* **PROVIDED ENTRIES**
--

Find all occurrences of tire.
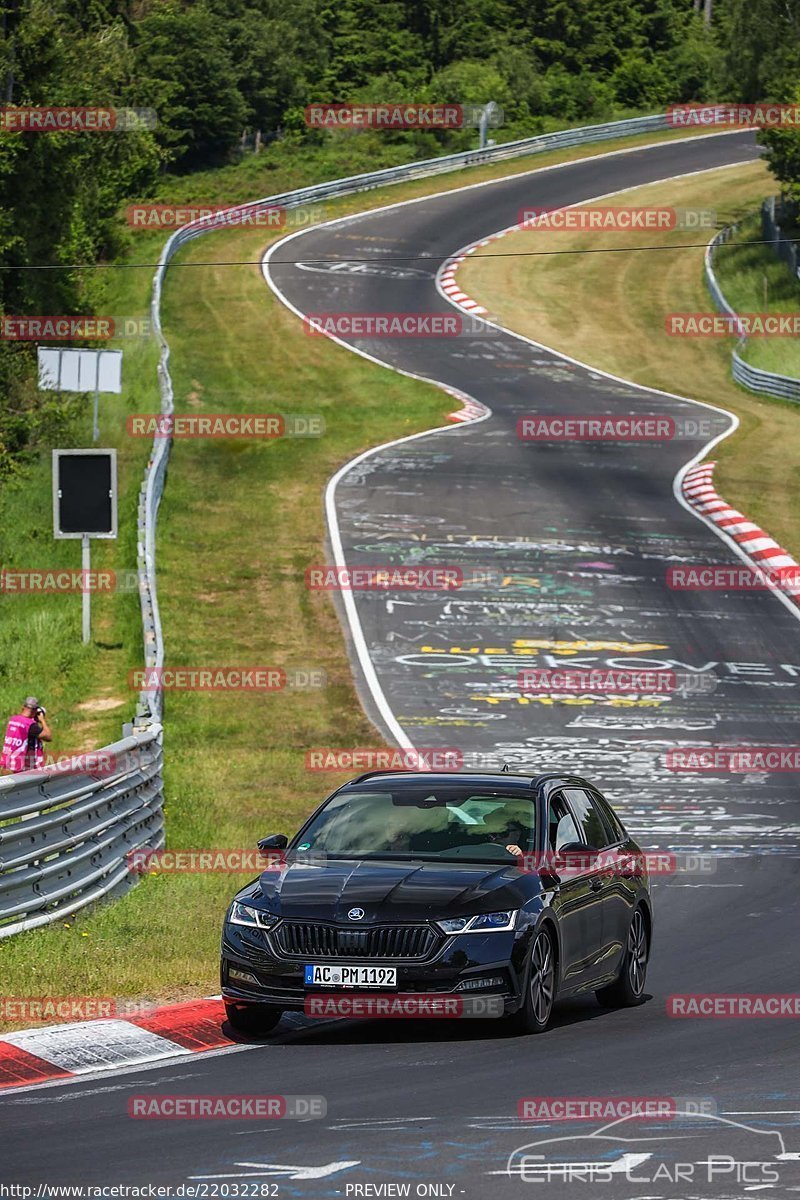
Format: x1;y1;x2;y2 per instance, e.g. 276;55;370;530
224;1001;282;1035
596;907;649;1008
506;927;557;1034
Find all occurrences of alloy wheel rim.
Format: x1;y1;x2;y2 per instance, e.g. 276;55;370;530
627;910;647;995
530;932;555;1024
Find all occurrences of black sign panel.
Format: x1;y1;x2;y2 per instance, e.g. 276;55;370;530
53;450;117;538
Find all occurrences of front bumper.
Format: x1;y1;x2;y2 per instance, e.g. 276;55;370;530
221;920;532;1012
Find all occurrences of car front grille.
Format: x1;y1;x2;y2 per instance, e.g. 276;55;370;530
272;921;437;960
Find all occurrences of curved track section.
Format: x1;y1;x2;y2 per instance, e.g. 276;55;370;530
3;131;800;1200
267;130;800;856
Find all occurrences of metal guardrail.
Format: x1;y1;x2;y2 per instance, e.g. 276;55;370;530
762;196;800;281
134;238;175;727
705;226;800;402
0;112;675;940
0;727;164;939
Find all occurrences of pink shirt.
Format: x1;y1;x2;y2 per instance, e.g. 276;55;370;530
1;714;45;772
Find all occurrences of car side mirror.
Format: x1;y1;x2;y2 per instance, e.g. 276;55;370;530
557;841;596;857
552;841;598;873
257;833;288;851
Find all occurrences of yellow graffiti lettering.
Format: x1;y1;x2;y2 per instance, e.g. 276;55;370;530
512;639;668;654
422;638;669;657
420;645;479;654
470;694;669;707
500;575;541;588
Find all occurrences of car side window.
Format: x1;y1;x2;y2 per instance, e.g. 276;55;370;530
563;788;612;849
590;790;626;843
548;793;581;852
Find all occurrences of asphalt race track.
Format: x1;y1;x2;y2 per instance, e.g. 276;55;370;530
3;130;800;1199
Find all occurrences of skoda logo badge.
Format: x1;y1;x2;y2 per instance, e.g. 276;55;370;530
348;907;365;921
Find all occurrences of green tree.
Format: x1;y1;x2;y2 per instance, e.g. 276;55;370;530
0;0;159;473
134;0;247;170
760;88;800;215
716;0;800;100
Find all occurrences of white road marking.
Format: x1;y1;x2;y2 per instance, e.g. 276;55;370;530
190;1161;360;1180
330;1116;435;1128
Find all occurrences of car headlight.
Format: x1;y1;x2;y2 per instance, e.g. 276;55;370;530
227;901;277;929
436;910;518;935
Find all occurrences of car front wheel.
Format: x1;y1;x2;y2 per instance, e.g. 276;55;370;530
224;1001;283;1035
596;907;649;1008
507;927;556;1034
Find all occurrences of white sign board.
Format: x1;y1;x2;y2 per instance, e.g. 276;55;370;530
38;348;122;395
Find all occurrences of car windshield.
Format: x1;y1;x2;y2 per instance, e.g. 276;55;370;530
294;785;537;862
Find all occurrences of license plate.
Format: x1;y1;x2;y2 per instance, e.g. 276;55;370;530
304;964;397;988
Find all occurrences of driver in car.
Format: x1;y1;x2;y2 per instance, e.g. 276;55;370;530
488;819;527;857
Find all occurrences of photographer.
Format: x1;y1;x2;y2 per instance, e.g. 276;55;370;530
1;695;52;773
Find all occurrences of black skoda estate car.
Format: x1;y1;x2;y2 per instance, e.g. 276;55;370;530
221;770;652;1035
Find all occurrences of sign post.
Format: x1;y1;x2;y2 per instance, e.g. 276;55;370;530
82;535;91;644
38;348;122;442
52;449;118;645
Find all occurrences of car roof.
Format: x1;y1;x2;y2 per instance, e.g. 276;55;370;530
341;770;592;791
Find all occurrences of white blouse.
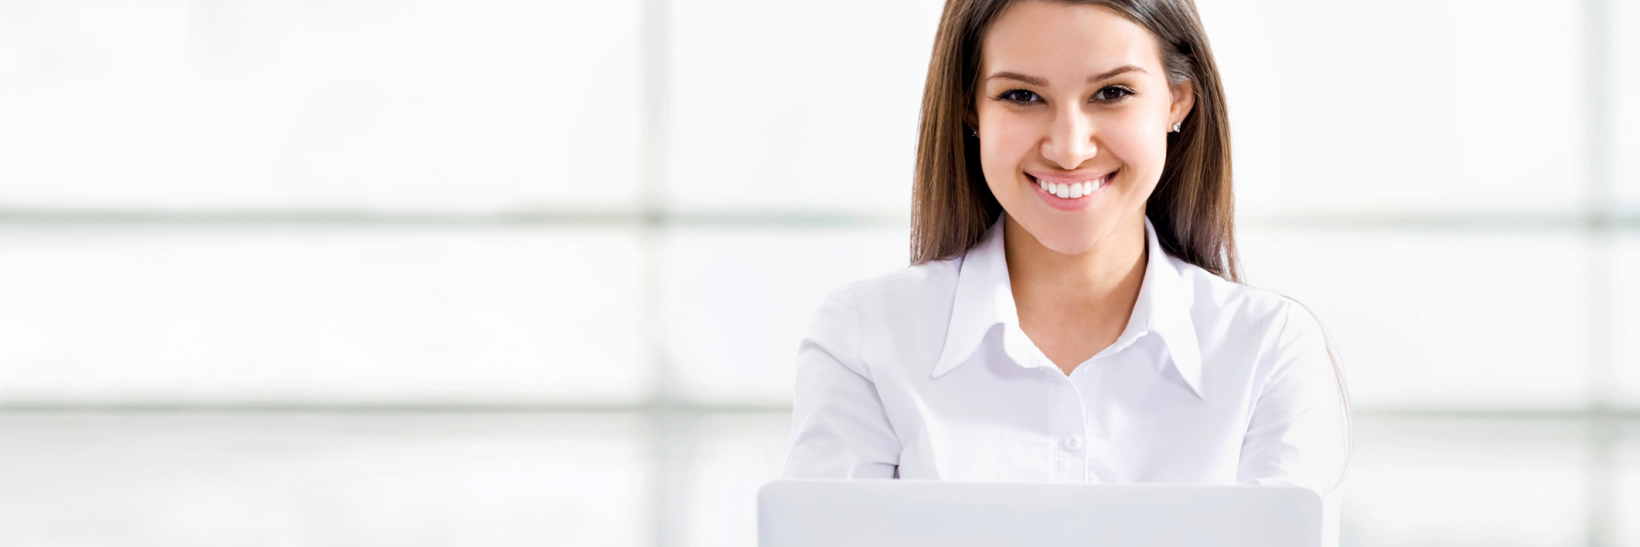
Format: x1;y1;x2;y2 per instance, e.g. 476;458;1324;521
784;216;1348;492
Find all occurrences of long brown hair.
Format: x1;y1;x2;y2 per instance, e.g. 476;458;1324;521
911;1;1351;490
910;0;1238;283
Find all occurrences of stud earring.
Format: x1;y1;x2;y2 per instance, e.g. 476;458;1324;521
969;126;978;137
1171;122;1182;133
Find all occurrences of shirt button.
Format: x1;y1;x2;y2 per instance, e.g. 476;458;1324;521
1063;435;1084;451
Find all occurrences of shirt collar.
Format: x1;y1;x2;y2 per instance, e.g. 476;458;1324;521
929;215;1205;399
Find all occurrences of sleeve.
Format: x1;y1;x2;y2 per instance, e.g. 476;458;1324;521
782;285;901;479
1236;300;1351;494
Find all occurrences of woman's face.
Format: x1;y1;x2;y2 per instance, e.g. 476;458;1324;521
974;1;1194;255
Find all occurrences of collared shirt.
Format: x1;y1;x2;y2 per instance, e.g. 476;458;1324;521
784;215;1348;492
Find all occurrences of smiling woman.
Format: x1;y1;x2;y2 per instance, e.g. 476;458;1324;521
915;0;1231;272
784;0;1350;518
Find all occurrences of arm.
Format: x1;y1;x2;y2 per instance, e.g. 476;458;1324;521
783;286;900;479
1236;300;1350;492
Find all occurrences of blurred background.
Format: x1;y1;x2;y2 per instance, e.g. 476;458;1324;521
0;0;1636;545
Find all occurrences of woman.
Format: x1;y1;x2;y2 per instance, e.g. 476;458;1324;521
784;0;1349;493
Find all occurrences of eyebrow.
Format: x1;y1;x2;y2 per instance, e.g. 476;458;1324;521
987;71;1048;86
984;65;1148;87
1087;65;1146;83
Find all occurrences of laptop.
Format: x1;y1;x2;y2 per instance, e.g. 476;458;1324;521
758;480;1322;547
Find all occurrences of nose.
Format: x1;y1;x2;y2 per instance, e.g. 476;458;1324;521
1039;108;1098;170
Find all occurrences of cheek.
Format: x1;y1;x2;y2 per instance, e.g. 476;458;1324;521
1100;112;1169;175
976;119;1039;186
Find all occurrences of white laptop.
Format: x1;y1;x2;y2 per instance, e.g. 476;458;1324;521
759;480;1322;547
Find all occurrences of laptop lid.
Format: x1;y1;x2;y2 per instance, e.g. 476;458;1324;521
758;480;1322;547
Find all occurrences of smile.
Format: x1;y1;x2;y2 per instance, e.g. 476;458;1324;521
1027;171;1115;200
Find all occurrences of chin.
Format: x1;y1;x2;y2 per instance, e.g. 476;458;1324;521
1022;217;1109;256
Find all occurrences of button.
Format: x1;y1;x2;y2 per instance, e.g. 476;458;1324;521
1063;434;1084;451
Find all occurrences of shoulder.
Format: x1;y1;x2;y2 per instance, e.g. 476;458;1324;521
1169;255;1321;345
1169;256;1334;390
839;257;961;314
814;257;961;330
806;257;962;369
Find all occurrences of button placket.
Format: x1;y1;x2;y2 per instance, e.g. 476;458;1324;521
1062;434;1083;451
1046;371;1089;483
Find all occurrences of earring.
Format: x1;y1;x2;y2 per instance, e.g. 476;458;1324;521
1171;122;1182;133
969;126;979;137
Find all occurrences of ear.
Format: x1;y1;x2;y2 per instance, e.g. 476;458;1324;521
964;107;978;134
1168;79;1196;129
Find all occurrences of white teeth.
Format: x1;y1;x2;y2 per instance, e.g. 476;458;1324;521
1035;176;1108;199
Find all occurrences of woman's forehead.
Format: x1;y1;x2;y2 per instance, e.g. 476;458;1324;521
981;1;1163;83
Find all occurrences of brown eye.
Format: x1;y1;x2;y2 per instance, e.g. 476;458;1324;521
998;89;1040;104
1092;86;1134;103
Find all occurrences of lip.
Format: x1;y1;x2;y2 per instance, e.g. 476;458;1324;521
1027;170;1116;211
1026;170;1113;185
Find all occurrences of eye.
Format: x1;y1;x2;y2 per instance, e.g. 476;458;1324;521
1092;85;1135;103
997;89;1041;105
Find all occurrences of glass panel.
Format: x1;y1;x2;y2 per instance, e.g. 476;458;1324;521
0;0;642;212
679;413;791;547
1615;0;1640;210
1617;422;1640;547
1615;235;1640;407
661;226;908;404
1239;227;1590;409
1342;416;1589;547
665;0;945;214
0;413;651;547
1200;0;1586;216
0;227;650;404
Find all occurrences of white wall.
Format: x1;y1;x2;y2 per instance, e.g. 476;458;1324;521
0;1;1635;546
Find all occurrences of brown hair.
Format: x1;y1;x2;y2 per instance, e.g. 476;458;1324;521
910;0;1239;283
912;2;1351;489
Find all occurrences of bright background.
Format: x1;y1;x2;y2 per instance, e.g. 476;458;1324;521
0;0;1637;545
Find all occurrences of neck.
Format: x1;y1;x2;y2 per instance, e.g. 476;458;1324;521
1004;213;1148;326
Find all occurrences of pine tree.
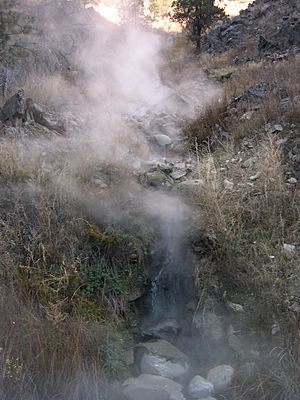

--

The required result is the entries above, printed exactly from the first line through the line with "Find all occurrences of white road marking.", pictures excluded.

Find all occurrences of tire.
Format: x1;y1;x2;y2 per instance, e.g. 276;55;370;530
224;1001;282;1035
596;907;649;1008
506;927;557;1034
Find all occurrences of alloy wheel rim.
Format: x1;y1;x2;y2 per instance, e.g. 276;55;370;530
627;910;647;995
530;932;555;1024
Find all occurrences of black sign panel.
Format: x1;y1;x2;y2 per instance, e.g. 276;55;370;530
53;450;117;538
Find all occurrences of front bumper.
Format: x1;y1;x2;y2 per instance, e.g. 276;55;370;530
221;920;532;1012
Find all occurrences of car front grille.
Format: x1;y1;x2;y2 per instance, e.g. 276;55;370;530
272;921;437;960
Find all occurrences of curved track section.
Format: x1;y1;x2;y2 per instance, e.g. 276;55;370;530
3;131;800;1200
267;130;800;856
Find all occurrences of metal guardrail.
Format: x1;y1;x2;y2 per instance, e.g. 276;55;370;530
762;196;800;281
134;238;175;727
705;226;800;402
0;112;675;940
0;727;164;939
Find all occurrences of pink shirt.
Format: x1;y1;x2;y2 per instance, e.g. 276;55;370;530
1;714;45;772
Find all occurrences of car side mirror.
Format: x1;y1;x2;y2 per instance, e.g. 276;55;370;530
557;841;596;857
552;841;598;873
257;833;288;851
Find all occurrences of yellow graffiti lettering.
Format: x1;y1;x2;y2 per instance, e.g. 276;55;370;530
512;639;668;654
422;638;669;657
420;645;479;654
470;694;669;707
500;575;541;588
Find all occurrences of car side window.
Format: x1;y1;x2;y2 per instance, e.g. 276;55;370;530
563;788;612;849
590;790;626;843
548;793;581;852
Find all occurrences of asphalt race track.
Format: x1;y1;x2;y2 per instance, e.g. 276;55;370;530
3;130;800;1199
Find all occurrences of skoda logo badge.
Format: x1;y1;x2;y2 per instance, e.g. 276;55;370;530
348;907;365;921
Find all occurrences of green tree.
Format: x1;y1;x2;y2 per instance, e.g. 276;55;370;530
0;0;159;473
134;0;247;170
760;88;800;215
716;0;800;100
Find all occurrences of white road marking.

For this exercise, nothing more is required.